Given passage —
---------------
Greene County Clerk Shane Schoeller announces run for Missouri secretary of state
Correction: Shane Schoeller was elected Greene County Clerk in 2014.
Greene County Clerk Shane Schoeller is running for the office of Missouri secretary of state. He made the announcement at Lincoln Days Friday at the University Plaza Hotel in Springfield.
Schoeller said his experience as county clerk — an office he’s held for nearly nine years — will serve him well if he’s elected to statewide office.
When Schoeller ran for the county office in 2014, he said the main issue Republicans were concerned about was voter I.D. Now there are a lot more issues on the table.
“We want to be sure we restore that trust that some people have lost in terms of the integrity of the elections. Not all people but some,” he said.
One of the issues he’s passionate about is making sure there are bipartisan election judges at all polling locations and a process for dealing with any challenges by voters -- as there is in Greene County.
“I think that’s the part a lot of voters don’t understand,” said Schoeller, “that there’s a really intense process to make sure whenever there’s a question on Election Day that we make sure that we understand what happened, and if there was true fraud that occurred, we want to make sure and take that to the sheriff, have him investigate, and the prosecutor.”
Schoeller also wants to be sure all election processes are transparent.
---------------
Collected data entries
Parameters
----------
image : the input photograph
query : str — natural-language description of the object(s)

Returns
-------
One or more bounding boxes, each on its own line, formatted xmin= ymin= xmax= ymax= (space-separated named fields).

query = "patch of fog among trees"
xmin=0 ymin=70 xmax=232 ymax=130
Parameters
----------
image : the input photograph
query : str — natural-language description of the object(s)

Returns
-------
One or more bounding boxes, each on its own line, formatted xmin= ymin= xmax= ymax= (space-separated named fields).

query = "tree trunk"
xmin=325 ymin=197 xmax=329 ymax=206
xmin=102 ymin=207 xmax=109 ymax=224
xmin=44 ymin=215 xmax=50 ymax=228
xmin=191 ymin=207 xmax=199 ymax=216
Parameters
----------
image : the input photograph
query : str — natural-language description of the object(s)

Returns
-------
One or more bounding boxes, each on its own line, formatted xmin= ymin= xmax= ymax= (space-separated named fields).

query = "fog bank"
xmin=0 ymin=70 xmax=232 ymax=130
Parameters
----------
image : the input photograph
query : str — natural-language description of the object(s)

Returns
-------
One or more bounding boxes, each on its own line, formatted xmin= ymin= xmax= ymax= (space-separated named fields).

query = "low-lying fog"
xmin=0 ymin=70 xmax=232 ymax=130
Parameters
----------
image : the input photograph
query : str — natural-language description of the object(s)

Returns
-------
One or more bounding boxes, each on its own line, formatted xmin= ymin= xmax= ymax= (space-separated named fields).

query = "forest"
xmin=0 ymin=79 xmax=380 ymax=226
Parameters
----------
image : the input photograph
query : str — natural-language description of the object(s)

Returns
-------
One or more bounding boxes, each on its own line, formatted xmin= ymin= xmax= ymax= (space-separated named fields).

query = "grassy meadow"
---------------
Work to complete —
(a) Answer these questions using the article about Shane Schoeller's run for Missouri secretary of state.
(i) At what event and location did Schoeller make his announcement?
(ii) In what year was Schoeller elected Greene County Clerk?
(iii) According to Schoeller, to whom should a case of true election fraud be taken?
(b) Write a continuation of the article about Shane Schoeller's campaign for Missouri secretary of state, starting after its final sentence.

Results —
(a)
(i) At Lincoln Days, at the University Plaza Hotel in Springfield.
(ii) 2014.
(iii) To the sheriff for investigation, and to the prosecutor.

(b)
He pointed to a recount in 2020 for a state legislative race in Greene County. In that race, Democrat Betsy Fogle got 8,548 votes, which was 48.21 percent. Republican Steve Helms got 8,468 votes, or 47.76 percent. Green Party candidate Vicke Kepling got 694 votes, which was 3.91 percent. And write-in candidates made up for the remaining 0.12 percent of the votes cast, according to a previous KSMU news report. The narrow margin of victory was enough to trigger an automatic recount.
“I went forward and made sure everyone understood what we were doing – everyone had access to that,” he said of the recount process. “And that’s what brings confidence.”
Schoeller is a big proponent of in-person voting, but he supported efforts by the state legislature in 2020 to allow expanded mail-in voting for the November election due to the COVID-19 pandemic. He said, because of the legislation that was passed, voters who might have stayed home and not cast a vote because they were worried about their health, were able to have their voices heard.
“We had a record turnout (in November, 2020) here in our county and across the state, and so, it worked very well,” he said. “But I think, long term, we can continue to let people vote in person, limit the voting by mail.”
He said he’s made it easier for people to cast ballots in person by expanding absentee voting beyond the Greene County Courthouse to the Elections Center. And he said he fought for the right for people to be able to cast a ballot during a two week period prior to the election without having to give a reason for doing so.
All his experience in the county, he said, he wants to take to Jefferson City.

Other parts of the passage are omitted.